▶ ARTICLE
# # # #

Human readers need repetition in order to understand things. Sometimes the requirements restate the model in a different form, and that's fine. When essay writers want their audience to understand they say what they're going to say, say it, then say what they said. We can make our standards more interoperable by balancing that approach with our typical engineering love of elegance through avoiding redundancy. Humans aren't computers, so the engineering avoidance of redundancy in code isn't fully applicable to human-readable text.

Examples

Examples are, thankfully, better understood. It's pretty rare to see a protocol go to RFC without a few good examples. Readers expect and demand them (more so than the model or requirements) because we know from reading many kinds of technical documents how useful examples are. I hope I don't need to justify this too much, in fact I find I need to do the opposite and remind people that examples do not replace requirements or models. Implementors need examples to understand the requirements and models but they can easily draw conclusions from examples that are counter to the requirements and don't fit in the model. When a specification has an inconsistency between a requirement and an example, trust most developers to implement to match the example, not the requirement.

# # # #

▶ WRITTEN INSTRUCTION 1
In the passage on writing standards, why shouldn't examples replace requirements or models? Answer in one to three sentences.
▶ WRITTEN INSTRUCTION 2
From the passage on writing standards, duplicate everything from "Human readers need" down to "to human-readable text.".

▶ RECORDED INFORMATION
# # # #

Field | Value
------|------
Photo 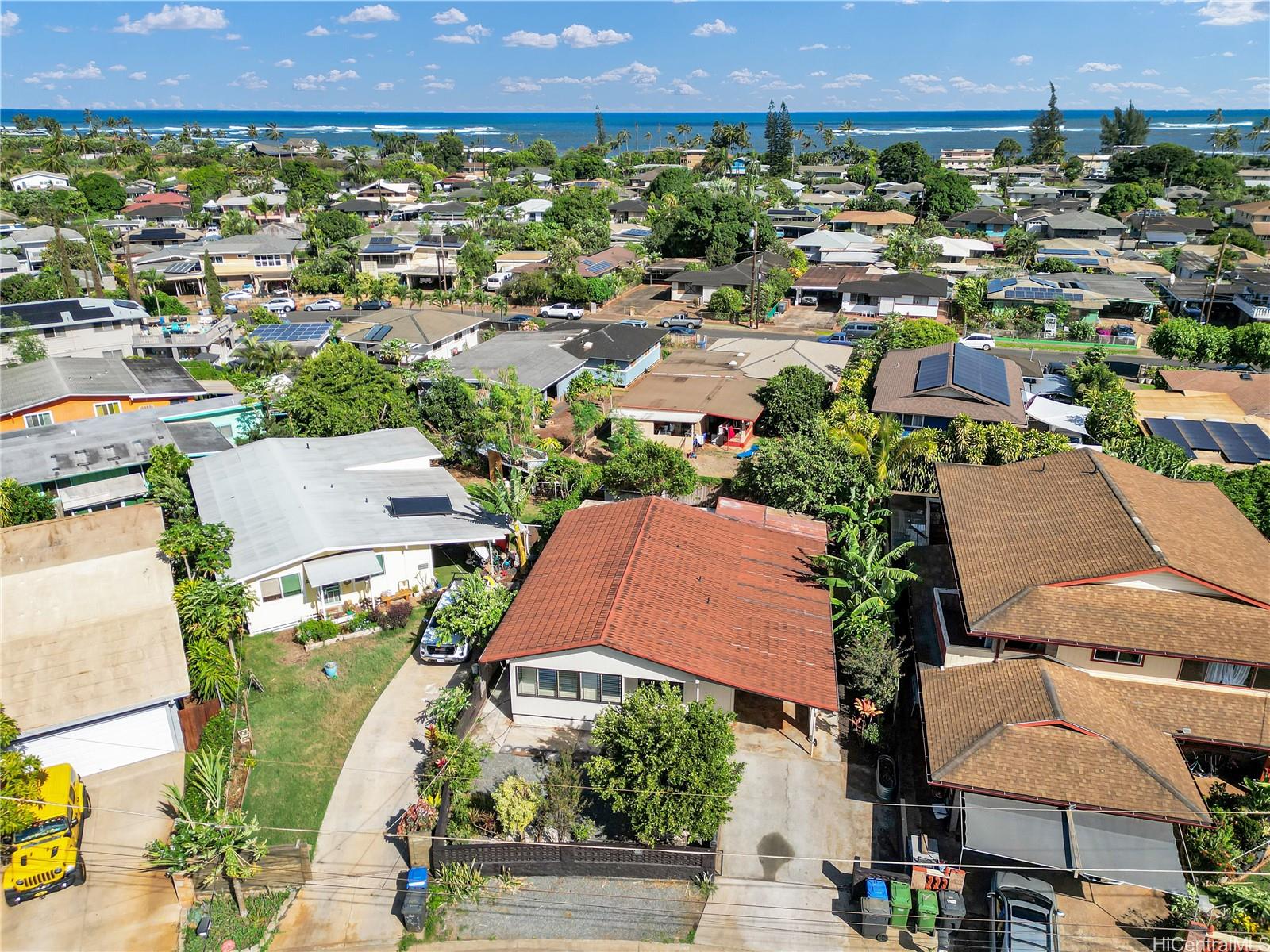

# # # #

▶ TASK SOLUTION 1
Implementors can easily draw conclusions from examples that contradict the requirements and don't fit the model. When an example and a requirement are inconsistent, most developers will implement to match the example, not the requirement.

▶ TASK SOLUTION 2
Human readers need repetition in order to understand things. Sometimes the requirements restate the model in a different form, and that's fine. When essay writers want their audience to understand they say what they're going to say, say it, then say what they said. We can make our standards more interoperable by balancing that approach with our typical engineering love of elegance through avoiding redundancy. Humans aren't computers, so the engineering avoidance of redundancy in code isn't fully applicable to human-readable text.